When you reach the records, transcribe each one exactly.

Extracted material:
□ □ □ □ □ □ □

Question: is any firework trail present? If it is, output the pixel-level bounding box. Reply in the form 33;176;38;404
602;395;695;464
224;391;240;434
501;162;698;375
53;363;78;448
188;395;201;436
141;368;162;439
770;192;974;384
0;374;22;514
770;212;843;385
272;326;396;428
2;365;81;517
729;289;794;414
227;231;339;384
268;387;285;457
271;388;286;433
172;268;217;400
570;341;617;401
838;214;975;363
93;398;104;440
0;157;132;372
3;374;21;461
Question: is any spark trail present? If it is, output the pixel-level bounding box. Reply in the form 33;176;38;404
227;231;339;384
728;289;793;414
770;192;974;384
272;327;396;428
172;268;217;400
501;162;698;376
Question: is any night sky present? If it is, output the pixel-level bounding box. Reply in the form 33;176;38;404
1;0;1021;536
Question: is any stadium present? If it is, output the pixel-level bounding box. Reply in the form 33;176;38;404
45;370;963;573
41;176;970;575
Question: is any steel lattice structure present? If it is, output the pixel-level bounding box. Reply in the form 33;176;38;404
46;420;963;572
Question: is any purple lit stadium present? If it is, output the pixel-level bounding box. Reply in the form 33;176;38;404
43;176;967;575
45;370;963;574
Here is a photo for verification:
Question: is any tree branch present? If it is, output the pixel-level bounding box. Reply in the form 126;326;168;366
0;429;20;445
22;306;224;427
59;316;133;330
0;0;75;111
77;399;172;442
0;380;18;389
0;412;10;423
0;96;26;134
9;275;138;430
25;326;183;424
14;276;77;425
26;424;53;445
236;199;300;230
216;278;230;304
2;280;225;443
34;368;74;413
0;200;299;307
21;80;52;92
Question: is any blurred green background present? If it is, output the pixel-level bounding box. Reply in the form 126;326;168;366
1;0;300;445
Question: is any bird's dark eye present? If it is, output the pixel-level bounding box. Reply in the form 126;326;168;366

□ □ □ □ □ □ □

Task result:
Question: is any firework trail present? If it is, output the pixel-level bounding box. Reply in the form 33;176;38;404
602;395;695;464
224;391;240;434
501;162;698;375
53;363;78;448
188;395;201;436
141;368;162;439
770;192;974;384
0;374;22;514
770;212;843;385
272;326;396;428
2;365;81;517
729;289;794;414
227;231;339;384
268;387;285;457
271;388;286;433
172;268;217;400
570;341;617;401
838;214;975;363
93;398;104;440
0;157;132;372
3;374;21;461
Question: is any spark trail present? If it is, output the pixel-level bounding box. Reply in the form 33;176;38;404
227;231;339;384
728;289;793;414
770;192;974;384
272;327;396;428
172;268;217;400
501;162;698;376
Question: is any night sky present? If it is, output the pixel-level bounding box. Reply in the form 33;176;38;404
1;0;1021;536
Question: is any stadium present? If it is, output the pixel-level bounding box. Reply in the form 33;176;38;404
45;370;963;573
41;176;970;575
Question: is any steel lattice structure present? If it is, output the pixel-level bounding box. Reply in the form 33;176;38;404
46;420;963;572
Question: is any purple lit stadium present? If it is, output the pixel-level bounding box. Reply in the form 33;176;38;404
43;176;967;575
45;370;963;574
Here is a photo for verification:
Question: is any tree branch present? If it is, output the pixel-level bounding box. Reply in the form 126;326;168;366
0;429;20;445
22;306;224;427
59;316;133;330
0;0;75;111
77;399;172;442
0;380;18;389
0;412;10;423
0;96;26;134
9;275;138;430
25;326;183;424
14;276;77;425
26;424;53;445
236;199;300;230
216;278;230;304
2;280;225;443
34;368;74;413
0;200;299;307
21;80;52;92
Question: is any blurred green background present? If it is, output the pixel-level bounding box. Reply in the form 126;326;168;366
1;0;300;445
Question: is any bird's dark eye present? If it is, output the pixel-level bounding box. Reply in the form 126;326;168;366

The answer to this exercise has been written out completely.